Provided information:
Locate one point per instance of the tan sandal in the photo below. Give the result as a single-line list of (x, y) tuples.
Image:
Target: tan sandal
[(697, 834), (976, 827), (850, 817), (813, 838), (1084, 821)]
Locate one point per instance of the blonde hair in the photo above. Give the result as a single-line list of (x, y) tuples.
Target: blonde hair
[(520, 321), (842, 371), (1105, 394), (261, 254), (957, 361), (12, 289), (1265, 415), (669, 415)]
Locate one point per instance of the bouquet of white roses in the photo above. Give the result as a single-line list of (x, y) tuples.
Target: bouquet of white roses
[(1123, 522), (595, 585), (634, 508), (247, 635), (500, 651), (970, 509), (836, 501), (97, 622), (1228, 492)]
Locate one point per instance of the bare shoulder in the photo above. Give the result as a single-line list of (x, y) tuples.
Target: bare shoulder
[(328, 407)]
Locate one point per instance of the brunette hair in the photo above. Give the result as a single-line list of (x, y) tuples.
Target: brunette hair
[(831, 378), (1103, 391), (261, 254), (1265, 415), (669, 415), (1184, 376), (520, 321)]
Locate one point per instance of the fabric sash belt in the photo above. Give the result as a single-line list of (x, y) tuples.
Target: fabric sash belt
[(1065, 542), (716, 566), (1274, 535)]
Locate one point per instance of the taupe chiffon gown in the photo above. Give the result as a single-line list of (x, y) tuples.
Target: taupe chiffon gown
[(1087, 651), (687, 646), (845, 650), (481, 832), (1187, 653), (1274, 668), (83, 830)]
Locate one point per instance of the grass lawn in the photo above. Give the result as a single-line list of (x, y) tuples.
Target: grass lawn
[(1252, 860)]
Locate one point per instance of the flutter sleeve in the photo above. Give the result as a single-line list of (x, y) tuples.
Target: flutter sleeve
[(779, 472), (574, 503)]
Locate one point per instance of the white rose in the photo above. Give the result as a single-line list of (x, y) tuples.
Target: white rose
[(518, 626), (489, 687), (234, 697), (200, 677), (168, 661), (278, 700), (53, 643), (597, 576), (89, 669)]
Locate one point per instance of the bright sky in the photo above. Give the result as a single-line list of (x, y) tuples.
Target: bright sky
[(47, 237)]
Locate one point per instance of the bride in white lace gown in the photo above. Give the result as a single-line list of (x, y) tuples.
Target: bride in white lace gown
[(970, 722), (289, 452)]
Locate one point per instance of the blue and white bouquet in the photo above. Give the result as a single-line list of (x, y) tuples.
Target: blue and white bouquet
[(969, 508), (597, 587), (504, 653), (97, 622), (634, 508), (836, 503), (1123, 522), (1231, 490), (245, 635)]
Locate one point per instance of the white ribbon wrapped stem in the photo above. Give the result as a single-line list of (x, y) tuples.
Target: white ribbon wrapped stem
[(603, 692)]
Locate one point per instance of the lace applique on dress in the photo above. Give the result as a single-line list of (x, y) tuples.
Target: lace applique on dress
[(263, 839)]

Task details: Copy the material above, keeping every line exactly as it stands.

Exercise answer:
Locate one point per instance of the tan sandal in the photo below. Give the result as a single-line list of (x, y) tuples.
Image:
Target: tan sandal
[(697, 834), (976, 827), (850, 817), (813, 838), (1084, 821)]
Locate one point per instance of the blonde hair in the photo above. Give the result as a single-line list of (x, y) tuples.
Target: blonde hair
[(520, 321), (842, 371), (1105, 394), (261, 254), (957, 361), (12, 289), (1265, 415), (669, 415)]
Locate one point per instance of the bouquet of white roses in the photo above. Give the result as a single-line list of (x, y) tuples.
Target: bouquet of white roses
[(1123, 522), (595, 585), (634, 508), (247, 635), (500, 651), (970, 509), (836, 501), (97, 622), (1228, 492)]
Locate one point per instance of the bare shoulder in the photo above. Give the result as a single-line list of (x, y) tuples.
Target: bare shoulder
[(328, 407)]
Locate one point per instance of the brunette hair in the photo above. Give the result as a single-line list of (x, y) tuples.
Target: brunette hair
[(831, 378), (1103, 391), (261, 254), (1265, 415), (669, 415), (1184, 376), (520, 321)]
Locate one point per instance of the fabric sash belt in the photo above. Give the result as a single-line list of (x, y) tuples.
Target: fabric sash belt
[(1065, 542), (716, 566), (1274, 535)]
Locate one point per instance of the taupe chiffon gown in the photo above. Give the result as a single-line list of (x, y) tuples.
Target: taupe chiffon gown
[(1087, 651), (687, 646), (845, 650), (481, 832), (1187, 653), (1274, 668), (83, 830)]
Locate one point per instance of the grass lawn in the photo above. Give the result as a single-line list of (x, y) tuples.
Target: grass lawn
[(1252, 860)]
Locate one point per instance of the flutter sleeve in the photo above. Give the result as a single-line list of (x, y) tuples.
Target: flutter sleeve
[(779, 472), (574, 503)]
Locate one point per instance of the white rose in the photo above. Give the result as a single-line list of (x, y) tuples.
Target: white rose
[(518, 626), (489, 687), (234, 697), (200, 677), (168, 661), (278, 700), (53, 643), (597, 576), (89, 669)]
Locate one point per instance of the bright sky in the photo above. Give the result as a single-line list of (x, y) tuples.
Target: bright sky
[(47, 237)]
Locate one point per instance of the bride in white lace gown in the photo above. Give the result as a single-line list of (x, y) tuples.
Target: bride in white lace gown
[(970, 722), (289, 452)]
Locate one point per instance of the blue and white bouquet in the photo above. Give the result as a single-line list of (x, y) tuples.
Target: blue and white bouquet
[(969, 508), (597, 587), (504, 653), (97, 622), (634, 508), (836, 503), (1123, 522), (1231, 490), (245, 635)]
Locate one point per instance of the white ribbon wrapped stem in the photo above. Give the result as a single-line list of (x, y) tuples.
Target: white ribbon wrapped stem
[(603, 692)]
Locate one point per instance of the lace applique on dress in the photo above. Give the result as a single-line list of (x, y) tuples.
Target: lace applique on dress
[(263, 839)]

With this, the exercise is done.